# What is required:
Report the lines of the material that carry the string "exactly".

# Data in this exercise:

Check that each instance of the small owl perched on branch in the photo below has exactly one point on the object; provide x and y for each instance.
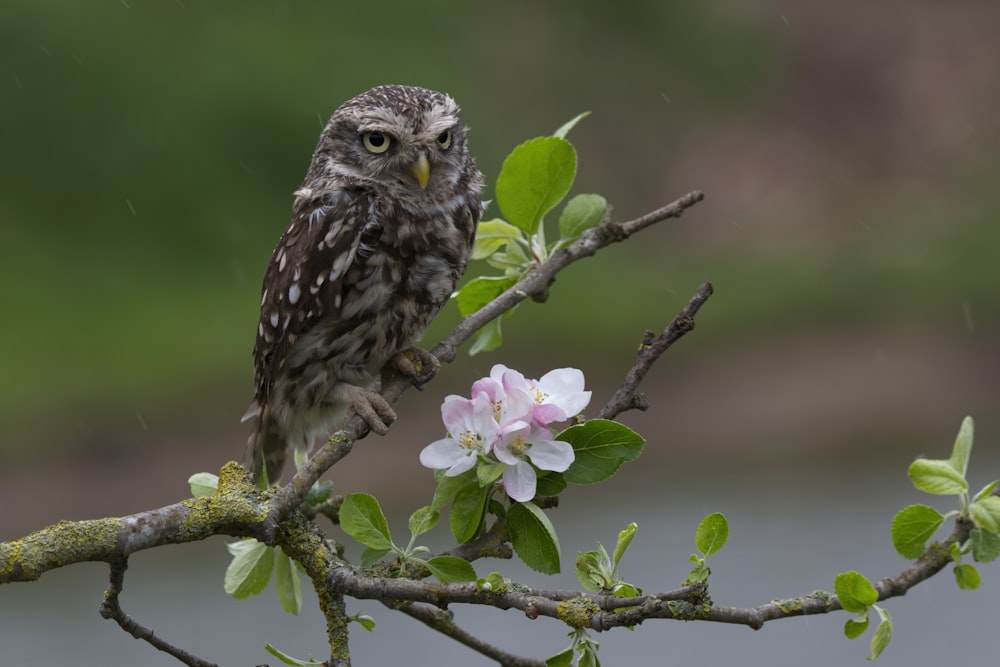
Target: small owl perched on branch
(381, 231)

---

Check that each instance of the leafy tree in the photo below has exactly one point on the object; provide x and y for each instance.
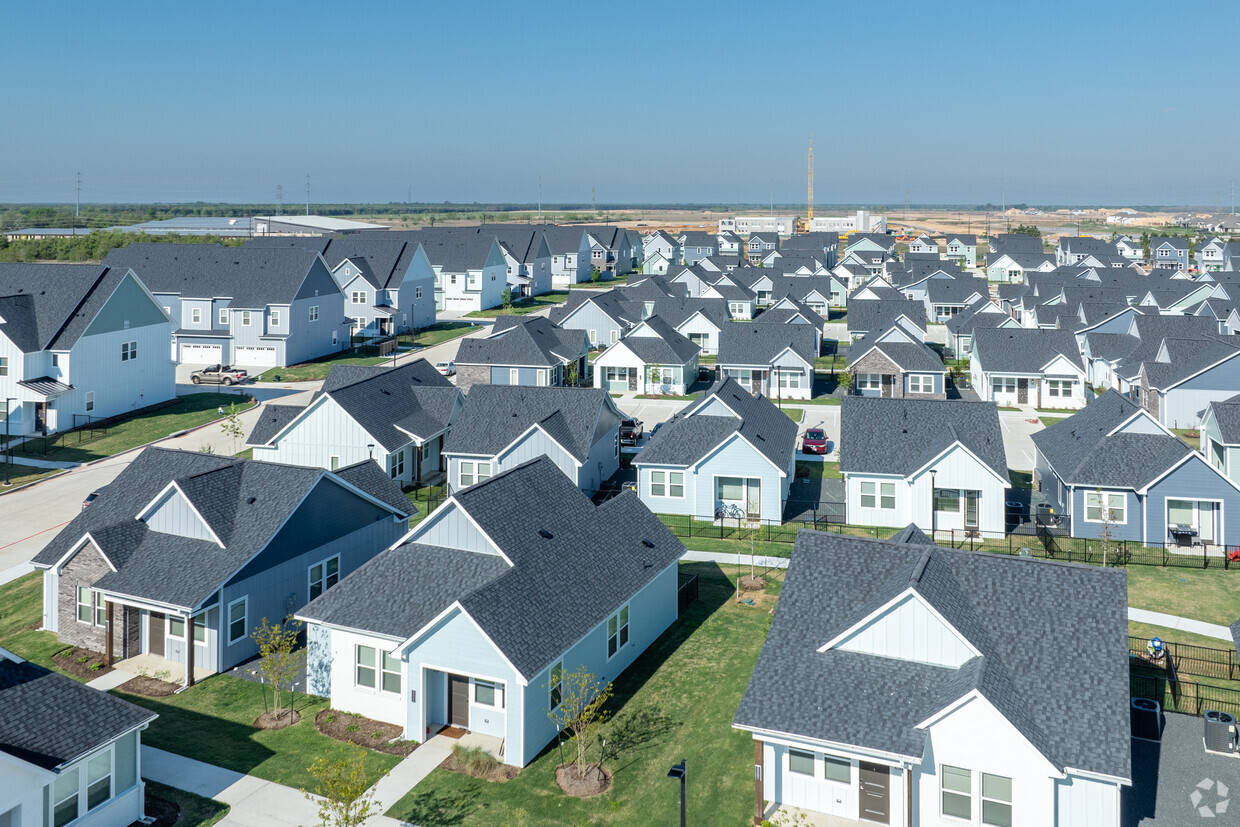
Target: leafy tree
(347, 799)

# Result of the exercise:
Check that each instance of the small owl perched on branch in the photo below has exactly one point on the object; provide x and y for each instance.
Check that each instance of the leafy tree in the photo below has exactly one point on the object; provide x and y for each instance.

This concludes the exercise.